_What is expected:_ Transcribe, exactly as they appear, only the lines from the one holding "the green tree" through the end of the entries below.

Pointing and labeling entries
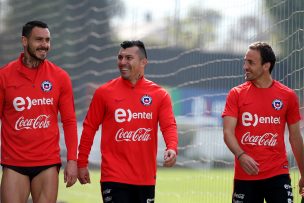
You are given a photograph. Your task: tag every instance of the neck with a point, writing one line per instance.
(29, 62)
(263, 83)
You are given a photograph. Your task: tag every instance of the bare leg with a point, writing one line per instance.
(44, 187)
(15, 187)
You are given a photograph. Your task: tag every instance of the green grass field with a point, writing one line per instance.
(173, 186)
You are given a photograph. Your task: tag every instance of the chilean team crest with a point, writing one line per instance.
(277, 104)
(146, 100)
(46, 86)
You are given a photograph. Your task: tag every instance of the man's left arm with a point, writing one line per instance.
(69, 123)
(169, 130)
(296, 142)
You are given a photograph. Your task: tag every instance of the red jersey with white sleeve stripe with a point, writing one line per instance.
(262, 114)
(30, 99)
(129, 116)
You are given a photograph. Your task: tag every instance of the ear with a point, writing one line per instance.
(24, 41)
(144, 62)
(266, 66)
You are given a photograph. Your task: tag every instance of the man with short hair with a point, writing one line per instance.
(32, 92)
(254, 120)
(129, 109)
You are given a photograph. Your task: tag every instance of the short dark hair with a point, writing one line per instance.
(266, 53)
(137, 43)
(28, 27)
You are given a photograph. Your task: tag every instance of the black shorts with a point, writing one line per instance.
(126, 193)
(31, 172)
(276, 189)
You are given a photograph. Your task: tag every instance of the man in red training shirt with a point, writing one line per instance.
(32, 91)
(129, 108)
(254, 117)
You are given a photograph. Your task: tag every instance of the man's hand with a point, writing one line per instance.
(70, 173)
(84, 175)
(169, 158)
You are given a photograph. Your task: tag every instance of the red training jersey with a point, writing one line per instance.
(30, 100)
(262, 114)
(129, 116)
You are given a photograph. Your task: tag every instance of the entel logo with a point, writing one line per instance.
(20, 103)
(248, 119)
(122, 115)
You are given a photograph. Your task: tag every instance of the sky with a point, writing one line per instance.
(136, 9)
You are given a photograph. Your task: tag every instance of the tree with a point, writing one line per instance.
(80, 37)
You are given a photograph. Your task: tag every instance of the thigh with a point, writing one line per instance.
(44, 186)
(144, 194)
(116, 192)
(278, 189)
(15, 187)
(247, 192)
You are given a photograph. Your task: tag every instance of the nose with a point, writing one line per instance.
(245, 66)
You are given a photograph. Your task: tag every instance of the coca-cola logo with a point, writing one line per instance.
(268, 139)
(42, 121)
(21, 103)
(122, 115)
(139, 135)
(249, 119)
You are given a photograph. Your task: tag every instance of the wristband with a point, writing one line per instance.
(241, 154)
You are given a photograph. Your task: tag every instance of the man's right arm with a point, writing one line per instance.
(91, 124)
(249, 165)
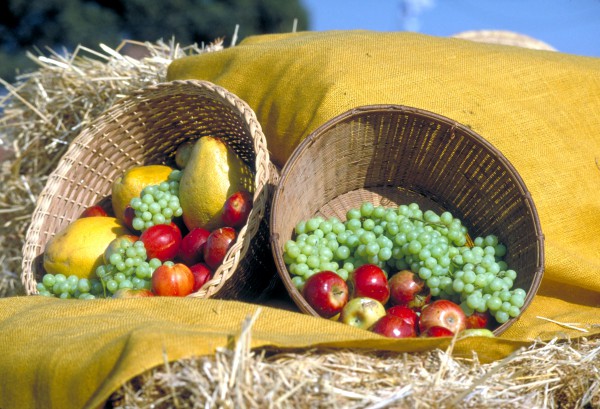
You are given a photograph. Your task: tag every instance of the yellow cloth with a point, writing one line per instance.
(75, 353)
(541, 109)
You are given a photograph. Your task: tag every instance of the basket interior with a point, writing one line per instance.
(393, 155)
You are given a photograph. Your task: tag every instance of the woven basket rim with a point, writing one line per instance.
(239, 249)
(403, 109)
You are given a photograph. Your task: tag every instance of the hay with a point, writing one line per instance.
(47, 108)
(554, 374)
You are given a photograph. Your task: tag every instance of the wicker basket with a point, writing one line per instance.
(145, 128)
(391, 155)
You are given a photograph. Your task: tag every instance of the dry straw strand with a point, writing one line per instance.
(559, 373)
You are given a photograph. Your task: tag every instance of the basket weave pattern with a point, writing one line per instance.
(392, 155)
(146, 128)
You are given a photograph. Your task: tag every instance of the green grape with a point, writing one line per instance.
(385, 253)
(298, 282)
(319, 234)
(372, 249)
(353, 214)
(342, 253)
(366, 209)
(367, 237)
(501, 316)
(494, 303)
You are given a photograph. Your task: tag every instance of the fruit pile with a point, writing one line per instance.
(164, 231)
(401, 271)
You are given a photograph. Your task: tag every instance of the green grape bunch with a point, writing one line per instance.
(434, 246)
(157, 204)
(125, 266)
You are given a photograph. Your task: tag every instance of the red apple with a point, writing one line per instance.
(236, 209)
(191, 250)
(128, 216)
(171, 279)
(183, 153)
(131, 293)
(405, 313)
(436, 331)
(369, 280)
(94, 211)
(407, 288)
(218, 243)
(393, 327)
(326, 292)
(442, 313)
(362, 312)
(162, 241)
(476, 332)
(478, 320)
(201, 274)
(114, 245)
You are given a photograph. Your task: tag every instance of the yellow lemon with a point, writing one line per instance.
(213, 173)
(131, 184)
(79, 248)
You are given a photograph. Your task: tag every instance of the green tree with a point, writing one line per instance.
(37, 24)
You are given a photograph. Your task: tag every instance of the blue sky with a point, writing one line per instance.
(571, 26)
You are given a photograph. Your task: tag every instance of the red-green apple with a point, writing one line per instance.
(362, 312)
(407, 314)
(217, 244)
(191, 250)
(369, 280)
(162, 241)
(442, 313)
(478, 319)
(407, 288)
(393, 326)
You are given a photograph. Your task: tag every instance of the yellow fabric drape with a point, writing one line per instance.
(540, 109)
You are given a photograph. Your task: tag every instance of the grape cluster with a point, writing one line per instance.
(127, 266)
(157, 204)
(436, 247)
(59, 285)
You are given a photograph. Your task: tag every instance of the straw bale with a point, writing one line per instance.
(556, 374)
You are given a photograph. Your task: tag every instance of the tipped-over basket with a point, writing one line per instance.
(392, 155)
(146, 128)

_Final answer:_
You are given a photograph. Your task: tag every instance of the green tree with a point, writing one line per instance.
(37, 24)
You are given a photograph. Your task: tag every instance of the blue sky with a point, writing one line per instance.
(571, 26)
You are given a photograph. Your task: tag every instance of the red-green apple with a point, writing one line per instance.
(362, 312)
(407, 314)
(217, 244)
(191, 250)
(369, 280)
(162, 241)
(442, 313)
(478, 319)
(407, 288)
(393, 326)
You are given a photograph. Your task: tag every instance of the yellow fabric drape with a point, writing one line per instance.
(540, 109)
You are given a photograph. Your task: tag every instance of the grape cluster with a point, writing one line per instance.
(127, 266)
(157, 204)
(436, 247)
(59, 285)
You are given a photograph. Your task: tag every instance of the straw bale with a point, writing one line per instance.
(556, 374)
You are given a photograph. Your task: tag every instance of the tipped-over basket with a point, writing one line per instance.
(392, 155)
(146, 128)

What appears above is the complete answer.